> WHAT NEEDS TO BE DONE
How many lines of the entries contain the string "bread"? Matching is case-sensitive; give only the number.

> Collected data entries

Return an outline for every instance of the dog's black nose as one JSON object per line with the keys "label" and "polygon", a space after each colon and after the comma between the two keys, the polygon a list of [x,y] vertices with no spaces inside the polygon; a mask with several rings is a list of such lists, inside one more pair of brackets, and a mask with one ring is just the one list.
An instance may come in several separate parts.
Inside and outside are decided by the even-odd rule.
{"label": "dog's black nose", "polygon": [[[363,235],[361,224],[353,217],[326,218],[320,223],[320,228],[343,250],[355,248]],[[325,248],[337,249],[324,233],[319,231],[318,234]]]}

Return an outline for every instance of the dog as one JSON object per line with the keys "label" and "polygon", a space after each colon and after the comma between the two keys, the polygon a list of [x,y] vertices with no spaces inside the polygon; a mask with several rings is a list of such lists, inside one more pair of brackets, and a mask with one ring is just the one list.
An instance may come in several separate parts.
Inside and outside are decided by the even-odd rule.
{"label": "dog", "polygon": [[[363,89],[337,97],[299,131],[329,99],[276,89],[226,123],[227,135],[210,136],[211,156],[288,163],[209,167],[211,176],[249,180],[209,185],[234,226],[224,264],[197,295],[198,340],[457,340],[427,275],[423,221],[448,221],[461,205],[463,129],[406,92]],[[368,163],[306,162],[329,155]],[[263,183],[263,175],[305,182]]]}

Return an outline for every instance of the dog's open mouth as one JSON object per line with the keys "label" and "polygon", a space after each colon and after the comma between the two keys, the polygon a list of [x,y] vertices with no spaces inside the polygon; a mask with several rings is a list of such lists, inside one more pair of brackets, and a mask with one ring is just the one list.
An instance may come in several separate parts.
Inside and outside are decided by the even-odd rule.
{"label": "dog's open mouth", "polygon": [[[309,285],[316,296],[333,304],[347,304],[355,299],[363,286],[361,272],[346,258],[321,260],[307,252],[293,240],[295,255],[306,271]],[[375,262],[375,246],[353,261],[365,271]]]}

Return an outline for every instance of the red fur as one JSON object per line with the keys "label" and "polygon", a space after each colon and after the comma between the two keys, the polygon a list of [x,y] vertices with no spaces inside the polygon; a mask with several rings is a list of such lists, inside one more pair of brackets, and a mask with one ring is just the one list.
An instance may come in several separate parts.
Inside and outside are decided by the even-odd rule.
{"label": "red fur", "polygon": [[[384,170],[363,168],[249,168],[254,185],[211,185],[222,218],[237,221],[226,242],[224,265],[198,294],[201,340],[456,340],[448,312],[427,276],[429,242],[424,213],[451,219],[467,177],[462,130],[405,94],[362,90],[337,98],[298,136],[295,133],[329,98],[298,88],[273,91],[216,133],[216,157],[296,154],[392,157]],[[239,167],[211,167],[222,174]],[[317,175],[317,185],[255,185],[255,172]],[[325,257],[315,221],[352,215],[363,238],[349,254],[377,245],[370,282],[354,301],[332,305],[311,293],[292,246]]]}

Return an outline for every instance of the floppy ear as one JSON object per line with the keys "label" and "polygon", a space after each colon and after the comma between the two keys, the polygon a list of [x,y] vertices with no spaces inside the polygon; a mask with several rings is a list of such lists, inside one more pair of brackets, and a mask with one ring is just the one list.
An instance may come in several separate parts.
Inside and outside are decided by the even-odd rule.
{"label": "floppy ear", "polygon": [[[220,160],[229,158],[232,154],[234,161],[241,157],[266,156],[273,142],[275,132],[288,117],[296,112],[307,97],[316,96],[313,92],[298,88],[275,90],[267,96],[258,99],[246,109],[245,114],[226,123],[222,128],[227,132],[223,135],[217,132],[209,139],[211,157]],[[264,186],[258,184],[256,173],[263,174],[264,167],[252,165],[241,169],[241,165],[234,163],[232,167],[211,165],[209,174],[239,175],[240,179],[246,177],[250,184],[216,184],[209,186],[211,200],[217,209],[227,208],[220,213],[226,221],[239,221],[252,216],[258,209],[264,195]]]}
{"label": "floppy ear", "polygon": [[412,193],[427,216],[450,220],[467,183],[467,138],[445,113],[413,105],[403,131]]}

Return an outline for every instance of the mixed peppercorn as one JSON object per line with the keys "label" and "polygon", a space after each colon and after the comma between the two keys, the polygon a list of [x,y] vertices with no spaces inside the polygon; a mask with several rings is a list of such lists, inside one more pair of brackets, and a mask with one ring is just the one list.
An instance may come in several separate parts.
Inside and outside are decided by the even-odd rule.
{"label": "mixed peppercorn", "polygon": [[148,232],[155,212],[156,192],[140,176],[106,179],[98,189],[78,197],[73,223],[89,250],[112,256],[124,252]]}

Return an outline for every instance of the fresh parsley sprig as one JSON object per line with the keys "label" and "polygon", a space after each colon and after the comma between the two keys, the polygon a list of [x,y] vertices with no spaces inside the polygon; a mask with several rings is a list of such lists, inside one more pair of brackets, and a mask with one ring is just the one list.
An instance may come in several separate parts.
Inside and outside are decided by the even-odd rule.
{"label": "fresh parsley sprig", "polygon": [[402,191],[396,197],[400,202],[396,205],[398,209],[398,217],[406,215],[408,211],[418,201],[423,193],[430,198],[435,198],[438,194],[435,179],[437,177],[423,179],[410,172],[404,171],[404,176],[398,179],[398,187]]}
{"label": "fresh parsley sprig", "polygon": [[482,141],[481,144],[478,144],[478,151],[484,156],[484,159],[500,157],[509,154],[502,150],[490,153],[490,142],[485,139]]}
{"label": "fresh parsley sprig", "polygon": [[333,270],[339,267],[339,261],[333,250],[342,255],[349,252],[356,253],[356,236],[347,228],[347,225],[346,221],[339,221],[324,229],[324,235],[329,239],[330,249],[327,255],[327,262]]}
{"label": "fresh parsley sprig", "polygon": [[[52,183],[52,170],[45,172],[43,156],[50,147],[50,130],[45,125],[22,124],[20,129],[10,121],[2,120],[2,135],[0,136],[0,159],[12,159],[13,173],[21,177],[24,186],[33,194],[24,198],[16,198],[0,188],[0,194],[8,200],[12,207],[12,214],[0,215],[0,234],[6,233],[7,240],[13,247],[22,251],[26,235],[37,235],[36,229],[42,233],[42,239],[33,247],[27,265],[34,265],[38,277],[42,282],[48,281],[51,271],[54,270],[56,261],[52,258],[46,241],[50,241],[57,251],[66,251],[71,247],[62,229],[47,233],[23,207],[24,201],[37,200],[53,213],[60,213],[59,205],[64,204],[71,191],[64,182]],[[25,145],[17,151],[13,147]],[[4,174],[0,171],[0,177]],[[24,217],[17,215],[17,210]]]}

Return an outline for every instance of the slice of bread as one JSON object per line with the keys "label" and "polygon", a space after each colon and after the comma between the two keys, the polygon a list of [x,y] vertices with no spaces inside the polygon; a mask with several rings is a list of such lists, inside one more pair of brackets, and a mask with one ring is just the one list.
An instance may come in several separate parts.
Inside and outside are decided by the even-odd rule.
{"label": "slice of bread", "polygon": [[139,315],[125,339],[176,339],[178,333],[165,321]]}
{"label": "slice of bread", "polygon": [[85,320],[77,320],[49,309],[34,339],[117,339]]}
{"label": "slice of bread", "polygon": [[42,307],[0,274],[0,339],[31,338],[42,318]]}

> TASK RESULT
4